## WORK INSTRUCTION
All entries, exactly as written, should be output again.

==== INPUT FOR THIS TASK

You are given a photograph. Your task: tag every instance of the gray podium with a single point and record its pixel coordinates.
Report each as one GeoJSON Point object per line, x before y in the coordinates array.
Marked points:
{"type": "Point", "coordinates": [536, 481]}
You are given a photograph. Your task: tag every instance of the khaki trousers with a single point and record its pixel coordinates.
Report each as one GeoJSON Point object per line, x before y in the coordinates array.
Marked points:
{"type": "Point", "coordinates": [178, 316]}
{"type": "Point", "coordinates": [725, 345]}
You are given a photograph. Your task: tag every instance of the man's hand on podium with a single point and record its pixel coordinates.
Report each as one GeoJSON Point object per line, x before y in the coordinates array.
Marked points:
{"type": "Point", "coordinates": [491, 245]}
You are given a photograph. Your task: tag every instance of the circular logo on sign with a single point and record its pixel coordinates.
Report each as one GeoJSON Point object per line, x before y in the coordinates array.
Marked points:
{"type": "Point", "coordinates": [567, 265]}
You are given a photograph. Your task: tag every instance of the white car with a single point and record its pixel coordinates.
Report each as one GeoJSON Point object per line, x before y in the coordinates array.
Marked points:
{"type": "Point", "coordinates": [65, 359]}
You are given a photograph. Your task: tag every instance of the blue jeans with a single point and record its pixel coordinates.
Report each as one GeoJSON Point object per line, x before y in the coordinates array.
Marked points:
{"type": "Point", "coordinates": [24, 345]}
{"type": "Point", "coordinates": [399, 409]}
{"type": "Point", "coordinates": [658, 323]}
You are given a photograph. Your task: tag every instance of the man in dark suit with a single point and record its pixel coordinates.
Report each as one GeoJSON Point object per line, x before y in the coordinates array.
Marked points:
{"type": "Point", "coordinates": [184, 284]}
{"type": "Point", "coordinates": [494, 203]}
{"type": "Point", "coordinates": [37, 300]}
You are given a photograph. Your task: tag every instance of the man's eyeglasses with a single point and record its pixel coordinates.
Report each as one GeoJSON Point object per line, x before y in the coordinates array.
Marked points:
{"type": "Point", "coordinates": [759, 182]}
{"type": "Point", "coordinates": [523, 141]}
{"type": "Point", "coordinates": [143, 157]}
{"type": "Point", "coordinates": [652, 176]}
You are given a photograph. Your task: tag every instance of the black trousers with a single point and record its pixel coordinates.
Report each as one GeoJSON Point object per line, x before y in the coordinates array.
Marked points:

========

## RESULT FOR THIS TASK
You are given a photograph. Your task: tag every instance of the gray podium with a single point and record its pixel coordinates.
Report each as one GeoJSON Point object per line, x before y in the coordinates array.
Marked points:
{"type": "Point", "coordinates": [536, 481]}
You are given a photograph. Your task: tag every instance of the khaki trousers with a single point and record its pixel coordinates.
Report each as one GeoJSON Point object per line, x before y in the coordinates array.
Marked points:
{"type": "Point", "coordinates": [178, 316]}
{"type": "Point", "coordinates": [725, 345]}
You are given a photograph. Your task: tag every instance of the man's hand on podium with a single point and record its pixel coordinates.
Report each as one GeoJSON Point object per line, x before y in the coordinates array.
Marked points:
{"type": "Point", "coordinates": [491, 245]}
You are given a photograph. Your task: tag every instance of the circular logo on sign with a single point and record its pixel coordinates.
Report each as one GeoJSON Point object per line, x before y in the coordinates array.
Marked points:
{"type": "Point", "coordinates": [567, 265]}
You are given a photograph. Your task: tag every instance of the white car with a single point and record its pixel coordinates.
Report each as one GeoJSON Point object per line, x before y in the coordinates array.
Marked points:
{"type": "Point", "coordinates": [65, 359]}
You are given a photograph. Your task: tag every instance of the blue jeans with a single point and record its pixel coordinates.
Report each as one GeoJSON Point object per line, x before y in the coordinates array.
Marked points:
{"type": "Point", "coordinates": [24, 345]}
{"type": "Point", "coordinates": [399, 409]}
{"type": "Point", "coordinates": [658, 323]}
You are given a photograph. Your task: tag every instance of the man in dark suit with a single point and record its pixel coordinates.
Report each as one GeoJSON Point object per line, x before y in the coordinates array.
Marked points:
{"type": "Point", "coordinates": [184, 284]}
{"type": "Point", "coordinates": [494, 203]}
{"type": "Point", "coordinates": [37, 300]}
You are given a photograph. Your task: tag every instance of the man's eyeglasses with a single point and record its pixel coordinates.
Report each as one GeoJSON Point object per line, x before y in the coordinates array.
Marked points:
{"type": "Point", "coordinates": [759, 182]}
{"type": "Point", "coordinates": [523, 141]}
{"type": "Point", "coordinates": [143, 157]}
{"type": "Point", "coordinates": [652, 176]}
You are given a photograph. Your task: tag every instance of the black trousers with a single point and record its pixel coordinates.
Report each as one GeoJSON Point object per line, x before y in the coordinates array.
Marked points:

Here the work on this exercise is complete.